#### [SET TASK 1]
Using the forum post below, decide whether each statement agrees with it: (a) The proxy reference has deleted copy and move constructors. (b) With auto, the return type is deduced as my_container::value_type. (c) The container is a bit-mask over a vector of floating-point numbers. Answer each with yes or no, then quote the words of the forum post that settle it.

#### [SELECTION]
════════════════

3

I am working on a container who's subscript operator returns a wrapper reference, like this:

my_container::reference my_container::operator[](std::size_t i);

The internal element representation of the container cannot be directly referenced and thus needs the proxy object. The reference itself has deleted copy & move constructors, and all operations are only defined for rvalue references.

However, a problem arises when deducing the wrapper object via auto or decltype(auto). For example, in the following code:

my_container bar();
auto foo(std::size_t i)
{
    my_container c = bar();
    return c[i];
}

auto deduces to my_container::reference instead of my_container::value_type, since the reference proxy is an object type, and RVO guarantees that no copy- or move-constructors are being called. This is a problem, since in the above code a stack reference is being returned.

Is there any way to prevent such behavior? To my knowledge there is no way to bypass RVO, but perhaps I am missing something.

Edit: To give a bit more context, the container is a bit-mask over a vector of integers. Any assignments to the elements must also mask the assigned-to value, which is why the proxy reference is needed.

════════════════

#### [SET TASK 2]
Gather every line of the records below that holds the word "umbrella".

#### [SUPPLIED RECORDS]
════════════════

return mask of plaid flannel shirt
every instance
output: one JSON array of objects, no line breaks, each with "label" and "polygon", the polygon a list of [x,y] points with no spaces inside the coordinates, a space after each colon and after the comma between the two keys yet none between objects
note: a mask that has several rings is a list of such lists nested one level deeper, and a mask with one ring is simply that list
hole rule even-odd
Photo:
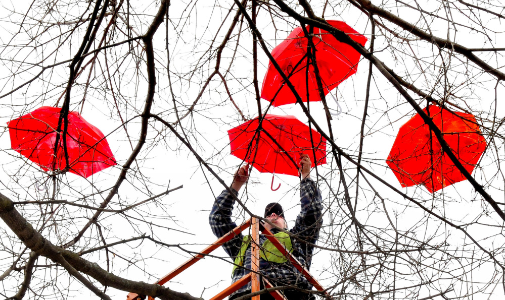
[{"label": "plaid flannel shirt", "polygon": [[[233,190],[236,196],[238,192]],[[296,218],[295,225],[289,230],[294,236],[291,237],[293,244],[292,254],[302,266],[307,269],[310,268],[313,247],[307,244],[315,244],[319,236],[319,231],[322,224],[321,215],[323,211],[321,192],[315,183],[310,178],[305,178],[300,183],[300,203],[301,210]],[[237,224],[232,220],[232,211],[235,200],[232,196],[224,190],[217,198],[212,206],[209,216],[209,223],[212,232],[217,237],[220,237],[237,227]],[[279,232],[273,228],[273,233]],[[224,251],[230,256],[232,261],[239,255],[244,235],[240,233],[231,241],[222,245]],[[266,237],[259,235],[259,245],[263,245]],[[245,259],[243,268],[237,268],[232,274],[234,282],[249,273],[251,269],[251,247],[246,251]],[[296,285],[298,287],[307,289],[312,288],[310,284],[303,275],[289,261],[278,264],[270,263],[260,259],[260,272],[267,277],[274,285],[282,284]],[[244,285],[235,293],[251,290],[251,283]]]}]

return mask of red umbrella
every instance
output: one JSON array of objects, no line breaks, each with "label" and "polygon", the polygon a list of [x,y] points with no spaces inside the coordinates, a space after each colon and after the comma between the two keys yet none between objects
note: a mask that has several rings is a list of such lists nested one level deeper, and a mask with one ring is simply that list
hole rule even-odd
[{"label": "red umbrella", "polygon": [[[366,38],[343,22],[328,21],[330,25],[348,34],[351,38],[364,45]],[[307,31],[309,27],[307,26]],[[349,45],[341,43],[327,31],[314,28],[312,42],[315,45],[316,61],[323,81],[325,95],[337,87],[342,81],[356,73],[360,54]],[[313,67],[309,66],[308,85],[306,81],[308,40],[301,27],[295,28],[288,37],[272,50],[272,56],[288,77],[304,101],[307,101],[307,89],[309,101],[320,101]],[[261,98],[273,101],[278,106],[296,102],[294,95],[271,62],[265,75],[261,87]],[[282,88],[281,88],[281,87]],[[279,89],[281,89],[279,91]],[[278,93],[278,92],[279,93]]]},{"label": "red umbrella", "polygon": [[265,114],[257,144],[259,123],[255,118],[230,129],[228,135],[232,154],[260,172],[298,176],[302,153],[308,154],[312,167],[326,163],[326,140],[295,116]]},{"label": "red umbrella", "polygon": [[[429,112],[426,108],[424,111],[433,118],[447,145],[471,173],[486,145],[475,117],[436,106],[428,109]],[[432,193],[466,179],[419,114],[400,128],[387,164],[402,187],[422,184]]]},{"label": "red umbrella", "polygon": [[[61,108],[43,106],[9,123],[12,149],[44,171],[66,167],[62,137],[55,161],[56,131]],[[67,151],[70,172],[87,177],[116,164],[104,134],[77,112],[68,113]]]}]

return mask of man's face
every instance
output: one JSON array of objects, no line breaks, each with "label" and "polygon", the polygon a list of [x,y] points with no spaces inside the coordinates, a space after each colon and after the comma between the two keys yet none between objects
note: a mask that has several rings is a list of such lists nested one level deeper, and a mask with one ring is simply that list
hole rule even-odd
[{"label": "man's face", "polygon": [[[280,227],[283,229],[287,227],[284,218],[282,217],[281,216],[278,216],[274,212],[272,213],[272,214],[269,216],[267,216],[265,219],[270,221],[278,227]],[[273,228],[271,225],[266,223],[265,223],[265,227],[268,230]]]}]

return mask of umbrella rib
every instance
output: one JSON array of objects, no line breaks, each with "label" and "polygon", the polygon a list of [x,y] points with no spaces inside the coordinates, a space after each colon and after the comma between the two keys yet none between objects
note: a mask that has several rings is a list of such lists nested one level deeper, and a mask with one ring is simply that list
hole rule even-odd
[{"label": "umbrella rib", "polygon": [[284,148],[283,148],[282,146],[281,146],[281,144],[278,143],[277,141],[276,141],[276,139],[274,139],[273,137],[272,137],[272,136],[269,133],[268,133],[267,131],[263,129],[262,129],[262,130],[263,131],[263,132],[265,133],[265,134],[266,135],[266,136],[268,137],[268,138],[269,138],[273,142],[273,143],[277,145],[277,147],[279,147],[279,149],[282,150],[282,151],[286,154],[286,156],[288,156],[288,158],[289,158],[290,160],[291,161],[291,162],[293,163],[293,165],[294,165],[296,168],[298,168],[298,166],[297,164],[296,164],[296,162],[295,162],[294,160],[293,159],[293,158],[291,157],[291,156],[289,155],[289,153],[288,152],[288,151],[284,150]]}]

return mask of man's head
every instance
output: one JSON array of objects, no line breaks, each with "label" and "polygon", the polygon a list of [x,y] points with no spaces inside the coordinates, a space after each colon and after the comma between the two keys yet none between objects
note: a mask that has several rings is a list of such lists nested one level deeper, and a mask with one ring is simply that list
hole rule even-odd
[{"label": "man's head", "polygon": [[[284,219],[284,211],[279,203],[272,202],[266,206],[265,208],[265,218],[278,227],[288,228],[288,223]],[[265,224],[265,227],[268,230],[273,228],[268,223]]]}]

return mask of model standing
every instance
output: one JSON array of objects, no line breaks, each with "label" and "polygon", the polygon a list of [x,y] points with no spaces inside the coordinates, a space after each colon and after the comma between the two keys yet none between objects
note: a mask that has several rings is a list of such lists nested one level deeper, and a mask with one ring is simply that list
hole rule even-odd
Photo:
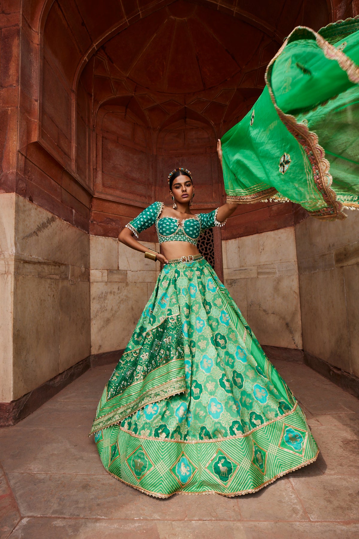
[{"label": "model standing", "polygon": [[[219,141],[217,149],[222,161]],[[164,266],[91,432],[109,473],[146,494],[254,492],[315,460],[318,450],[290,390],[197,249],[201,231],[224,225],[236,204],[194,215],[191,172],[176,169],[168,182],[173,208],[153,203],[119,236]],[[163,254],[136,239],[153,224]]]}]

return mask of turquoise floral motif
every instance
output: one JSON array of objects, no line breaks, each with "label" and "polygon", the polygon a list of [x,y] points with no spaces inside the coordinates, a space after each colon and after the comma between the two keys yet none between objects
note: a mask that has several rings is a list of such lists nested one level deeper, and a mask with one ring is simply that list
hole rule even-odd
[{"label": "turquoise floral motif", "polygon": [[241,346],[237,346],[236,348],[235,356],[238,361],[242,361],[242,363],[247,363],[247,355],[245,350]]},{"label": "turquoise floral motif", "polygon": [[208,291],[209,292],[215,292],[216,287],[214,282],[213,282],[213,279],[210,277],[208,279],[207,281],[207,285],[206,288]]},{"label": "turquoise floral motif", "polygon": [[179,459],[175,467],[175,475],[181,483],[185,485],[191,479],[193,473],[193,468],[188,459],[183,455]]},{"label": "turquoise floral motif", "polygon": [[118,453],[118,447],[117,446],[117,443],[114,444],[113,445],[111,446],[111,451],[110,452],[110,463],[112,462],[116,457],[119,455]]},{"label": "turquoise floral motif", "polygon": [[219,419],[223,411],[223,405],[215,397],[212,397],[209,399],[208,410],[208,413],[214,419]]},{"label": "turquoise floral motif", "polygon": [[200,316],[197,316],[196,318],[196,331],[198,333],[202,333],[205,326],[206,322],[203,319],[200,318]]},{"label": "turquoise floral motif", "polygon": [[200,361],[200,367],[202,371],[207,372],[207,374],[210,372],[213,367],[213,360],[207,356],[207,354],[204,354],[202,356],[202,359]]},{"label": "turquoise floral motif", "polygon": [[229,316],[225,310],[221,311],[220,322],[224,324],[224,326],[229,326]]},{"label": "turquoise floral motif", "polygon": [[157,416],[159,411],[159,406],[156,403],[151,404],[147,404],[147,406],[145,406],[143,409],[144,416],[146,419],[149,420],[154,417],[155,416]]},{"label": "turquoise floral motif", "polygon": [[304,439],[298,431],[292,427],[287,427],[284,431],[284,441],[287,445],[292,447],[296,451],[301,451]]},{"label": "turquoise floral motif", "polygon": [[181,423],[187,414],[187,403],[181,402],[174,412],[174,413],[178,419],[179,423]]},{"label": "turquoise floral motif", "polygon": [[95,443],[96,444],[97,443],[97,442],[98,441],[98,440],[101,438],[102,436],[102,431],[97,431],[97,432],[95,433],[94,436],[94,438],[95,438]]},{"label": "turquoise floral motif", "polygon": [[195,285],[193,284],[193,283],[191,283],[189,285],[189,286],[188,287],[188,292],[189,293],[189,295],[192,299],[194,299],[196,297],[196,293],[198,289]]},{"label": "turquoise floral motif", "polygon": [[227,343],[227,340],[222,333],[216,333],[214,338],[211,337],[210,342],[214,346],[224,350]]},{"label": "turquoise floral motif", "polygon": [[253,395],[254,398],[262,404],[265,404],[268,399],[268,391],[265,388],[259,385],[259,384],[255,384],[253,388]]},{"label": "turquoise floral motif", "polygon": [[254,446],[254,454],[253,459],[252,462],[255,465],[255,466],[258,468],[262,473],[264,474],[265,473],[265,459],[266,457],[266,452],[264,450],[262,449],[262,447],[258,447],[258,446],[253,443]]},{"label": "turquoise floral motif", "polygon": [[284,413],[286,413],[287,412],[288,412],[289,410],[291,410],[291,407],[289,404],[287,404],[287,403],[286,403],[284,400],[279,400],[278,410],[279,413],[283,415]]}]

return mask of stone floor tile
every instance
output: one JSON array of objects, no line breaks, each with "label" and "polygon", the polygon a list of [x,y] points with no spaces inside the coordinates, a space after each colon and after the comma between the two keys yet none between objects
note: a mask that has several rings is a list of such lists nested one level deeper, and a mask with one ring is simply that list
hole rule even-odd
[{"label": "stone floor tile", "polygon": [[308,520],[295,491],[285,477],[253,494],[238,496],[237,502],[243,520]]},{"label": "stone floor tile", "polygon": [[9,477],[24,516],[213,520],[224,515],[226,519],[240,519],[232,498],[214,494],[210,497],[214,499],[210,500],[208,496],[178,495],[161,500],[139,493],[108,474],[11,473]]},{"label": "stone floor tile", "polygon": [[6,539],[21,518],[17,503],[0,466],[0,539]]},{"label": "stone floor tile", "polygon": [[25,428],[0,430],[0,461],[7,473],[103,474],[90,424],[77,429]]},{"label": "stone floor tile", "polygon": [[354,539],[359,537],[359,523],[243,522],[246,539]]},{"label": "stone floor tile", "polygon": [[240,522],[73,520],[27,518],[10,539],[245,539]]},{"label": "stone floor tile", "polygon": [[290,480],[311,520],[359,521],[359,478],[293,475]]},{"label": "stone floor tile", "polygon": [[359,439],[349,427],[313,426],[312,434],[321,451],[318,465],[323,472],[359,476]]}]

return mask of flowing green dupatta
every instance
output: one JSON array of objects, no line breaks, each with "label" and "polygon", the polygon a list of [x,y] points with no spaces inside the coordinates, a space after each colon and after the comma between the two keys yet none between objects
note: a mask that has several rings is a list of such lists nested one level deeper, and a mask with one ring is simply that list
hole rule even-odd
[{"label": "flowing green dupatta", "polygon": [[358,66],[358,17],[294,29],[222,138],[228,202],[291,201],[329,220],[359,208]]}]

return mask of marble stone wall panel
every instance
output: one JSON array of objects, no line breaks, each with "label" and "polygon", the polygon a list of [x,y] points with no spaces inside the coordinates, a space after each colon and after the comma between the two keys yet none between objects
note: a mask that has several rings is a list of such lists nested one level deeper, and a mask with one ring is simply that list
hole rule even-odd
[{"label": "marble stone wall panel", "polygon": [[92,282],[91,353],[125,348],[147,298],[146,282]]},{"label": "marble stone wall panel", "polygon": [[343,268],[350,345],[350,371],[359,377],[359,264]]},{"label": "marble stone wall panel", "polygon": [[248,322],[261,344],[302,348],[298,275],[247,279]]},{"label": "marble stone wall panel", "polygon": [[14,399],[59,374],[59,283],[58,279],[16,276]]},{"label": "marble stone wall panel", "polygon": [[62,280],[60,282],[59,372],[90,354],[90,284]]},{"label": "marble stone wall panel", "polygon": [[17,197],[16,252],[22,255],[89,267],[89,236],[53,213]]},{"label": "marble stone wall panel", "polygon": [[118,270],[118,240],[115,238],[90,236],[90,267],[94,270]]},{"label": "marble stone wall panel", "polygon": [[12,400],[13,275],[0,273],[0,402]]},{"label": "marble stone wall panel", "polygon": [[299,275],[303,349],[350,372],[350,361],[343,270]]},{"label": "marble stone wall panel", "polygon": [[341,221],[326,222],[308,217],[295,226],[298,260],[327,253],[357,241],[359,212],[350,210]]}]

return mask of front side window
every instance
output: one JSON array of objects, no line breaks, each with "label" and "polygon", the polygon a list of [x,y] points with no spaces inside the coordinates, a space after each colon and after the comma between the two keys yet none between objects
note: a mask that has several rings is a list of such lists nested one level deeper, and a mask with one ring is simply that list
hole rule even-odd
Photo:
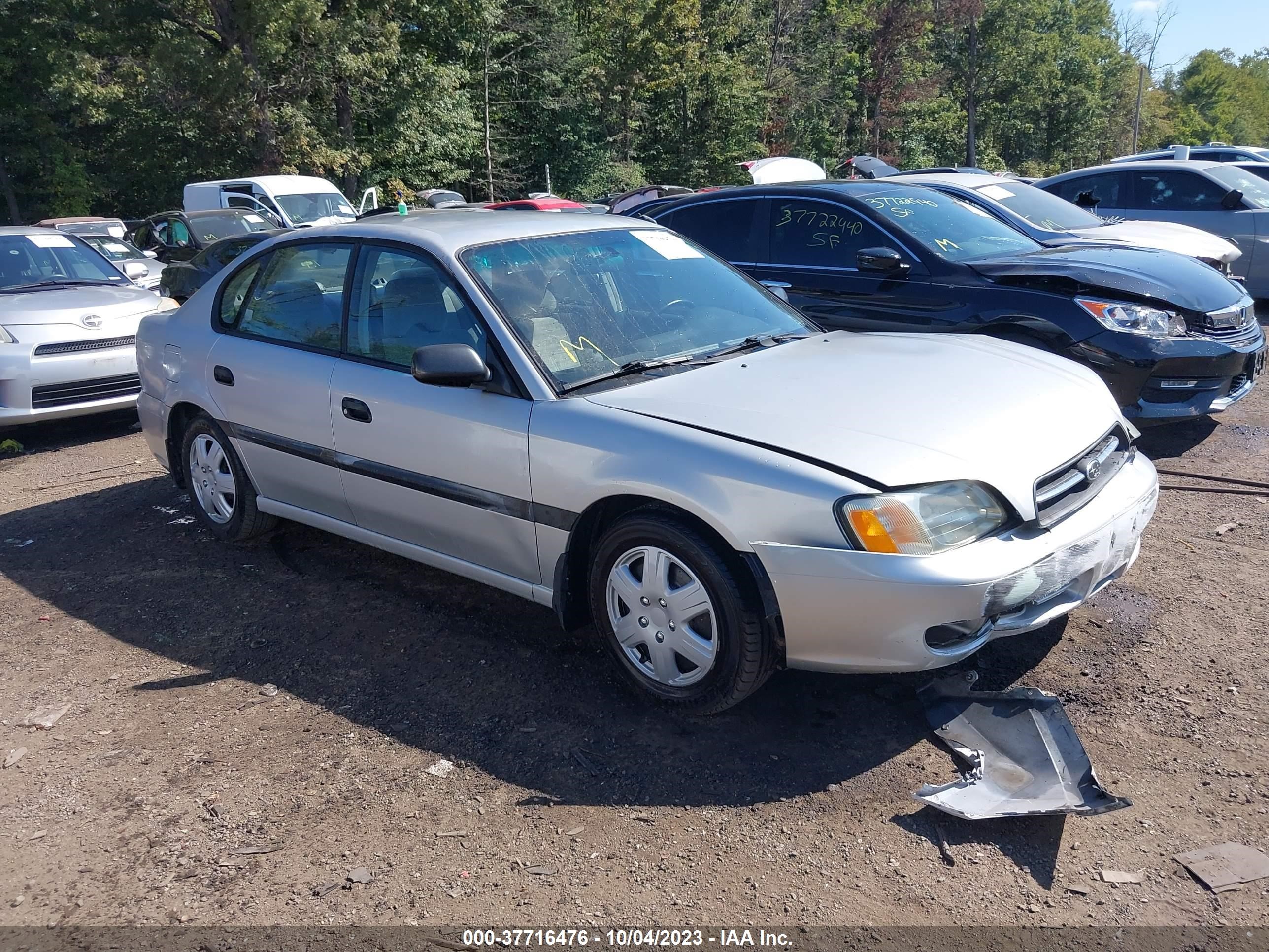
[{"label": "front side window", "polygon": [[501,241],[462,261],[557,387],[638,360],[812,327],[740,272],[660,228]]},{"label": "front side window", "polygon": [[887,187],[860,194],[859,201],[888,226],[949,261],[1041,248],[982,208],[931,188]]},{"label": "front side window", "polygon": [[854,268],[862,248],[893,244],[881,228],[845,206],[807,198],[773,198],[773,264]]},{"label": "front side window", "polygon": [[[339,350],[350,255],[352,245],[325,242],[277,249],[240,308],[236,329],[270,340]],[[241,274],[230,283],[239,278]],[[228,291],[226,287],[225,297]]]},{"label": "front side window", "polygon": [[1142,169],[1129,175],[1132,207],[1148,212],[1218,212],[1230,190],[1184,169]]},{"label": "front side window", "polygon": [[1253,208],[1269,208],[1269,182],[1264,176],[1236,165],[1212,169],[1208,174],[1220,182],[1226,190],[1236,188],[1241,192],[1244,201],[1250,202]]},{"label": "front side window", "polygon": [[1098,206],[1104,208],[1123,208],[1123,202],[1119,201],[1122,182],[1123,176],[1115,171],[1067,179],[1052,185],[1047,190],[1081,208],[1096,208]]},{"label": "front side window", "polygon": [[0,235],[0,292],[27,286],[122,283],[123,275],[80,239],[60,232]]},{"label": "front side window", "polygon": [[654,217],[727,261],[756,261],[751,235],[760,201],[703,202],[684,208],[670,203],[664,215]]},{"label": "front side window", "polygon": [[363,246],[348,308],[346,353],[410,367],[414,352],[431,344],[470,344],[485,357],[485,330],[433,261]]}]

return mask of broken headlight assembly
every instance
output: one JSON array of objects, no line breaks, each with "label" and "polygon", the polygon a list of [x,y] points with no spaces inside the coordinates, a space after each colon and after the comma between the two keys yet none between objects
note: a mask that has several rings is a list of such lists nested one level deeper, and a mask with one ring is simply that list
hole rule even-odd
[{"label": "broken headlight assembly", "polygon": [[1150,338],[1173,338],[1185,333],[1185,319],[1173,311],[1160,311],[1150,305],[1127,301],[1099,301],[1077,297],[1075,303],[1088,311],[1103,327]]},{"label": "broken headlight assembly", "polygon": [[849,496],[838,500],[838,522],[855,548],[891,555],[937,555],[999,532],[1009,510],[977,482]]}]

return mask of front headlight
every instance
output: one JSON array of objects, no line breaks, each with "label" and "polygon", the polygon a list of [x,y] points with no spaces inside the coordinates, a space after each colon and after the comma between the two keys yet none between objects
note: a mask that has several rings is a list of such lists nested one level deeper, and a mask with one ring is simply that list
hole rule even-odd
[{"label": "front headlight", "polygon": [[1103,327],[1110,330],[1124,330],[1129,334],[1145,334],[1151,338],[1169,338],[1185,333],[1184,317],[1148,305],[1098,301],[1090,297],[1077,297],[1075,303],[1093,315]]},{"label": "front headlight", "polygon": [[990,536],[1009,520],[1009,513],[986,486],[940,482],[841,499],[838,519],[865,552],[935,555]]}]

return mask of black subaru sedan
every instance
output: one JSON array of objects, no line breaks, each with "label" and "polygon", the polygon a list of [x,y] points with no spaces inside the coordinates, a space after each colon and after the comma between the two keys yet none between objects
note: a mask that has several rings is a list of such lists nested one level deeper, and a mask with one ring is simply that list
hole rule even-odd
[{"label": "black subaru sedan", "polygon": [[1138,420],[1220,413],[1264,369],[1251,298],[1209,265],[1137,248],[1043,248],[921,185],[755,185],[647,217],[824,327],[981,333],[1043,348],[1096,371]]}]

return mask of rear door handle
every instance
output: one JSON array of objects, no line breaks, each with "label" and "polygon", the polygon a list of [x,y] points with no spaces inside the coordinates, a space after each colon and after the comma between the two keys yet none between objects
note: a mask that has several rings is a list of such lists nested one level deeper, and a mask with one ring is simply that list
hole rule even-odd
[{"label": "rear door handle", "polygon": [[344,416],[350,420],[357,420],[358,423],[371,421],[371,407],[363,404],[360,400],[354,400],[353,397],[344,397],[340,401],[340,406],[344,409]]}]

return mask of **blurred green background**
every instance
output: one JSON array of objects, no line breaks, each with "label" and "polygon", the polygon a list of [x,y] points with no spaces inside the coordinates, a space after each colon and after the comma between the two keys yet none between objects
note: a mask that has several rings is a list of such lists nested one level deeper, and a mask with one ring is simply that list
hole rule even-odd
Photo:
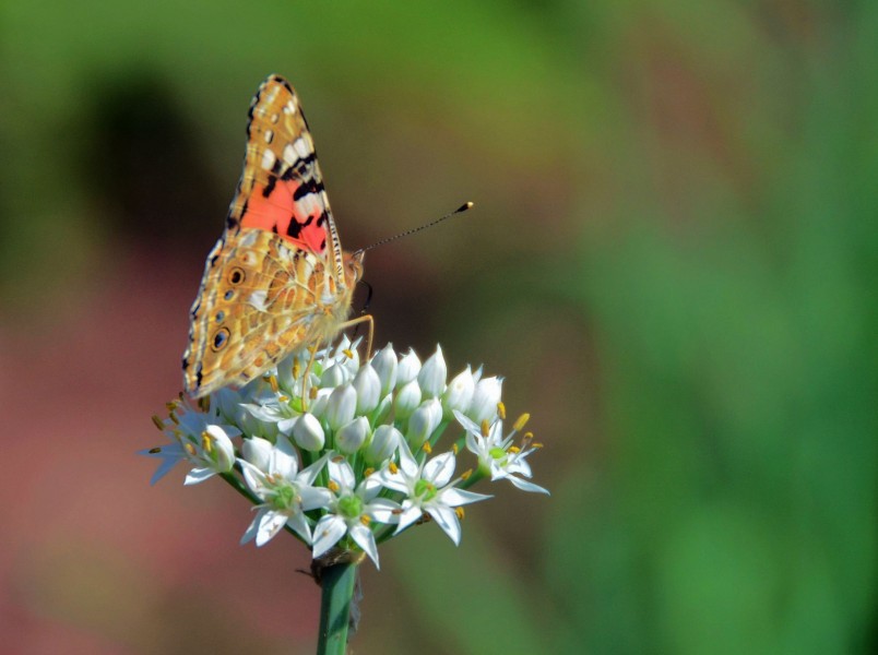
[{"label": "blurred green background", "polygon": [[[251,94],[378,343],[507,377],[535,481],[364,567],[357,653],[875,653],[878,4],[0,1],[10,653],[310,653],[221,484],[147,486]],[[871,335],[871,336],[869,336]]]}]

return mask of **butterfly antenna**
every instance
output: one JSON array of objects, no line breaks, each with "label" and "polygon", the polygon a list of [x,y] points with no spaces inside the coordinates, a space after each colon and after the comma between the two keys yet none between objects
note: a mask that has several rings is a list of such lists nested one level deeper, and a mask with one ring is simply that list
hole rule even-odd
[{"label": "butterfly antenna", "polygon": [[381,239],[380,241],[378,241],[376,243],[372,243],[371,246],[367,246],[366,248],[360,248],[358,252],[366,252],[367,250],[371,250],[372,248],[378,248],[379,246],[383,246],[384,243],[390,243],[391,241],[395,241],[396,239],[401,239],[403,237],[407,237],[408,235],[419,233],[422,229],[427,229],[428,227],[432,227],[434,225],[440,224],[442,221],[448,221],[452,216],[456,216],[458,214],[462,214],[466,210],[472,209],[472,206],[473,206],[472,202],[465,202],[461,206],[459,206],[456,210],[454,210],[453,212],[451,212],[449,214],[446,214],[441,218],[437,218],[436,221],[432,221],[432,222],[428,223],[427,225],[422,225],[420,227],[415,227],[414,229],[407,229],[404,233],[401,233],[401,234],[395,235],[393,237],[388,237],[387,239]]}]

════════════════

#### [COMPLETE ANSWER 1]
(a) Yes: "The reference itself has deleted copy & move constructors"
(b) No: "auto deduces to my_container::reference instead of my_container::value_type"
(c) No: "the container is a bit-mask over a vector of integers"

#### [COMPLETE ANSWER 2]
return mask of red umbrella
[{"label": "red umbrella", "polygon": [[[366,38],[343,22],[328,21],[330,25],[348,34],[351,38],[364,45]],[[307,31],[309,27],[307,26]],[[349,45],[341,43],[327,31],[314,28],[312,42],[315,45],[316,61],[323,81],[325,95],[337,87],[342,81],[356,73],[360,54]],[[313,67],[309,66],[308,85],[306,81],[308,40],[301,27],[295,28],[288,37],[272,50],[272,56],[288,77],[304,101],[307,101],[307,89],[309,101],[320,101]],[[261,98],[273,101],[278,106],[296,102],[294,95],[271,62],[265,75],[261,87]],[[282,88],[281,88],[281,87]],[[279,89],[281,89],[279,91]],[[278,93],[278,92],[279,93]]]},{"label": "red umbrella", "polygon": [[265,114],[257,144],[259,123],[255,118],[230,129],[228,135],[232,154],[260,172],[298,176],[302,153],[308,154],[312,167],[326,163],[326,140],[295,116]]},{"label": "red umbrella", "polygon": [[[429,112],[426,108],[424,111],[433,118],[447,145],[471,173],[486,145],[475,117],[436,106],[428,109]],[[432,193],[466,179],[419,114],[400,128],[387,164],[402,187],[422,184]]]},{"label": "red umbrella", "polygon": [[[61,108],[43,106],[9,123],[12,149],[44,171],[66,167],[62,137],[55,161],[56,131]],[[67,151],[70,172],[87,177],[116,164],[104,134],[77,112],[68,113]]]}]
return mask of umbrella rib
[{"label": "umbrella rib", "polygon": [[284,148],[283,148],[282,146],[281,146],[281,144],[278,143],[277,141],[276,141],[276,139],[274,139],[273,137],[272,137],[272,136],[269,133],[268,133],[267,131],[263,129],[262,129],[262,130],[263,131],[263,132],[265,133],[265,134],[266,135],[266,136],[268,137],[268,138],[269,138],[273,142],[273,143],[277,145],[277,147],[279,147],[279,149],[282,150],[282,151],[286,154],[286,156],[288,156],[288,158],[289,158],[290,160],[291,161],[291,162],[293,163],[293,165],[294,165],[296,168],[298,168],[298,166],[297,164],[296,164],[296,162],[295,162],[294,160],[293,159],[293,158],[291,157],[291,156],[289,155],[289,153],[288,152],[288,151],[284,150]]}]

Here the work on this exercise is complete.